Image point grounding data
—————
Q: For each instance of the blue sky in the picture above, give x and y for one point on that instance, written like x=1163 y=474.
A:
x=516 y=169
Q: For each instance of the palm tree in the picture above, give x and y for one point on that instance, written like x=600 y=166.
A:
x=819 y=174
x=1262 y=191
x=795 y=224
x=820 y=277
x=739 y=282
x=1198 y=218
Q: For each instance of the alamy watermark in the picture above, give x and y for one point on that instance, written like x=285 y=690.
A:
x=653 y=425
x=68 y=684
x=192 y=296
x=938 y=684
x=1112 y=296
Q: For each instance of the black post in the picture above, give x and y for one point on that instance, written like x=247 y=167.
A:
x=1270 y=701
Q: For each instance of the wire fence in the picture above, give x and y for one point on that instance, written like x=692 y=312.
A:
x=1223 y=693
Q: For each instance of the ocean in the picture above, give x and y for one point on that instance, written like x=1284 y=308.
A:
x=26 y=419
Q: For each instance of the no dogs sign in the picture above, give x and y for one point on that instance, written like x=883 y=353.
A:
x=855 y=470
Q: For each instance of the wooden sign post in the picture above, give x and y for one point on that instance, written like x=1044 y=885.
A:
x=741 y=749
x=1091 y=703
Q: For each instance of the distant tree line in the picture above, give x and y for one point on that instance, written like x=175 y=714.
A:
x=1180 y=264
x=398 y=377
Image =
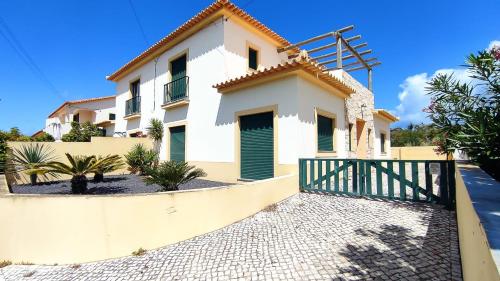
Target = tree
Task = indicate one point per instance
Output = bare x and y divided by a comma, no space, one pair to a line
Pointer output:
467,115
82,132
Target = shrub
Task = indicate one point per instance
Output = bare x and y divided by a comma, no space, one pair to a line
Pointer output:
139,159
82,132
170,175
32,159
107,164
78,168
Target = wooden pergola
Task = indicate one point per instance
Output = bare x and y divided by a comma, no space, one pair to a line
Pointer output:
343,51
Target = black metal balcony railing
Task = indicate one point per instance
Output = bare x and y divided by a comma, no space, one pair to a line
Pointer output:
133,106
176,90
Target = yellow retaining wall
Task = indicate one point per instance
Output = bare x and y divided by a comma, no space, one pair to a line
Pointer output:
73,229
477,260
416,153
97,146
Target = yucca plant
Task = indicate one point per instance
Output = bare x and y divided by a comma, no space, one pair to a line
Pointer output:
32,159
139,159
171,174
105,165
78,168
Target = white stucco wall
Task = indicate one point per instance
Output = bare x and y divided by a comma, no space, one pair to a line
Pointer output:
312,96
381,126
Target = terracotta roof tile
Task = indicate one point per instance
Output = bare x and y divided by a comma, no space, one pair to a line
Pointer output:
79,102
301,62
207,12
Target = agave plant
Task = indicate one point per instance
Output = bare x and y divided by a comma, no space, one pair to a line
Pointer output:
32,159
107,164
139,159
78,168
171,174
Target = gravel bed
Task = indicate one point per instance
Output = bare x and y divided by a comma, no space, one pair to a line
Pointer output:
111,185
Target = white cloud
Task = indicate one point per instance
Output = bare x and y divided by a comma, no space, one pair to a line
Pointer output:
413,98
493,44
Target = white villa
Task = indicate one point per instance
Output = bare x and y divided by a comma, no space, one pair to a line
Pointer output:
239,100
99,111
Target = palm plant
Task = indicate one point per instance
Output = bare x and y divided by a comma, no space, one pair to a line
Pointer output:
139,159
171,174
107,164
78,168
32,159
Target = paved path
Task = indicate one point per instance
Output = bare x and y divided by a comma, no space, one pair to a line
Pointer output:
307,237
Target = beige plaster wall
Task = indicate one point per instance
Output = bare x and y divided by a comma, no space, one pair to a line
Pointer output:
416,153
75,229
477,260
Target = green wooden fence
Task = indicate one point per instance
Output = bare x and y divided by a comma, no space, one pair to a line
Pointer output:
430,181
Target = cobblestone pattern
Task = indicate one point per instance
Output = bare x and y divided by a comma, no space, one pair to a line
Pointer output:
307,237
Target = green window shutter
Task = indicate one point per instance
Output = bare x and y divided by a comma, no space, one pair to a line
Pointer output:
252,58
257,146
325,133
177,143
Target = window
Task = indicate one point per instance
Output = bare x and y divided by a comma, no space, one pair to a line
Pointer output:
382,142
135,88
350,137
253,58
325,133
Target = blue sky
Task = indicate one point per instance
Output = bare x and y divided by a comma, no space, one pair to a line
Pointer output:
75,44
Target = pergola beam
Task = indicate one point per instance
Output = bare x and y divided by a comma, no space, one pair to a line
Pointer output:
334,33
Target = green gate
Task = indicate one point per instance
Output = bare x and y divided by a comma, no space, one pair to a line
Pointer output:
430,181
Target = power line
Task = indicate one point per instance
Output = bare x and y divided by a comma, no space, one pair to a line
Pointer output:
138,22
25,56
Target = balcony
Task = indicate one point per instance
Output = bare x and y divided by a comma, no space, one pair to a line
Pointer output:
—————
## TASK ITEM
Where a line above contains the string "green", copy that line.

## WRITTEN SOLUTION
Target = green wooden fence
Target = green window shutter
Target = green gate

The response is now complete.